-- EXERCISE DIRECTIONS --
Set the data down again, exactly as it reads, but without the pictures.
((
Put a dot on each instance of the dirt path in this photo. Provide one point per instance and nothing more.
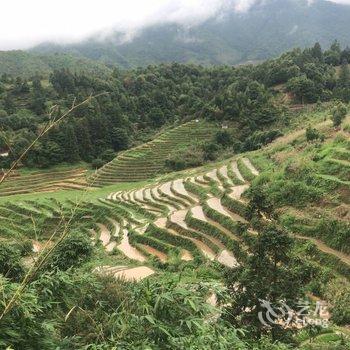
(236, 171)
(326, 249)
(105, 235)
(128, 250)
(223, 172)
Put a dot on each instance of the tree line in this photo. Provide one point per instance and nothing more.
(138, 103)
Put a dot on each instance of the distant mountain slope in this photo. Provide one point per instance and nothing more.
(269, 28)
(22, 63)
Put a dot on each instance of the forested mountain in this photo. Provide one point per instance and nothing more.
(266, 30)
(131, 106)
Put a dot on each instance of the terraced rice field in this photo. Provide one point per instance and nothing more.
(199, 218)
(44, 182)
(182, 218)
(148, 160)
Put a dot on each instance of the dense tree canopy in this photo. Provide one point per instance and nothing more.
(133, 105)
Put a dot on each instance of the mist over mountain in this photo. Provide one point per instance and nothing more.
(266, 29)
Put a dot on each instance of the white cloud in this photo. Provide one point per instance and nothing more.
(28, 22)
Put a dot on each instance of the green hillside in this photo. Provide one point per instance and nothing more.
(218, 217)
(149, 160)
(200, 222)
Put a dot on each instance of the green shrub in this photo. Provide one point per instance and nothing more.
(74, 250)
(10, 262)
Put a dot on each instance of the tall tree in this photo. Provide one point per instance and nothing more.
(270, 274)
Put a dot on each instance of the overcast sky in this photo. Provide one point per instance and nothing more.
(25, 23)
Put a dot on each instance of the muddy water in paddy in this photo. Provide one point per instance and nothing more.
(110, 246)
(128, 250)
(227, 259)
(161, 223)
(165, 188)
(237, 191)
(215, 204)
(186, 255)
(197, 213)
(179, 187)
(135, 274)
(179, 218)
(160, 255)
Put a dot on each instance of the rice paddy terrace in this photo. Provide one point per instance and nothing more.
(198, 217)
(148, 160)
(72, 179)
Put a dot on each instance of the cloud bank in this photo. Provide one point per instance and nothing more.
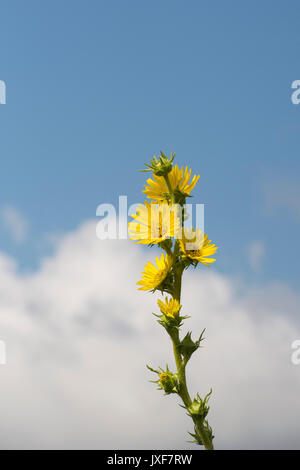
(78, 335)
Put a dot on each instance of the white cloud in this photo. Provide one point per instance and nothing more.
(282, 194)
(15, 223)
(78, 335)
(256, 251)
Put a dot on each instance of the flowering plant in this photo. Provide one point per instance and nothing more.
))
-- COMPLETED TASK --
Put a dot on each instance of the dirt path in this photo. Provide one point per instance and nothing more.
(236, 171)
(326, 249)
(105, 235)
(128, 250)
(223, 172)
Put a dot on each instance of the tree line in this photo. Provide one point per instance and nothing more.
(138, 103)
Put a dot on each instance of the distant mountain slope in this photo. Provide one point per instance and nothing more.
(269, 28)
(22, 63)
Put a dot on each instance of the forested mountain in this photo. Provide one point per instance and nothing more.
(266, 30)
(131, 106)
Put a dot on each instance of the terraced rice field in this photo. Provide one point per instance and nothing more.
(199, 218)
(44, 182)
(182, 218)
(148, 160)
Put a dot on each instance of the dense tree canopy in this photo. Provide one point per instance and nothing more.
(133, 105)
Put a dot on each instance of the mist over mountain in this photo. Provide one point per instance and nothing more.
(266, 29)
Put a dot on each instance of the white cloud in this photo. Provide one point per instance and nothing more.
(28, 22)
Put a dot on each instance of the green hillside in this photo. Provide one point per instance and nothing more.
(218, 217)
(149, 160)
(200, 222)
Put a dot on each instance of the green shrub in this photo. Provide one point per instance and nothing more.
(74, 250)
(10, 262)
Put a dot on each instance of the tall tree in this photo. Provide one point per instance and nothing more.
(270, 274)
Put a dot on each instance of the overcast sky in this photo. Provide one point per instance and nothing more.
(25, 23)
Put a dot on each instance of the muddy water in paddy in this photo. Provide one point per instance and nothing more.
(110, 246)
(128, 250)
(227, 259)
(161, 223)
(165, 188)
(237, 191)
(215, 204)
(186, 255)
(197, 213)
(179, 187)
(135, 274)
(179, 218)
(160, 255)
Put a dot on each instance of the rice paddy terrace in this photo. Provide one point per instance and nothing more.
(198, 217)
(148, 160)
(72, 179)
Put a dot on each instance of the cloud bank in this photo. Provide one point per instance and nothing more.
(78, 335)
Put a dot on each instance of the white cloud in this photo. Provide one point per instance and nothing more.
(282, 194)
(15, 223)
(78, 335)
(256, 251)
Put a dot on each instance of the flowering plant in this photo. Provide one point per instance and nothing more.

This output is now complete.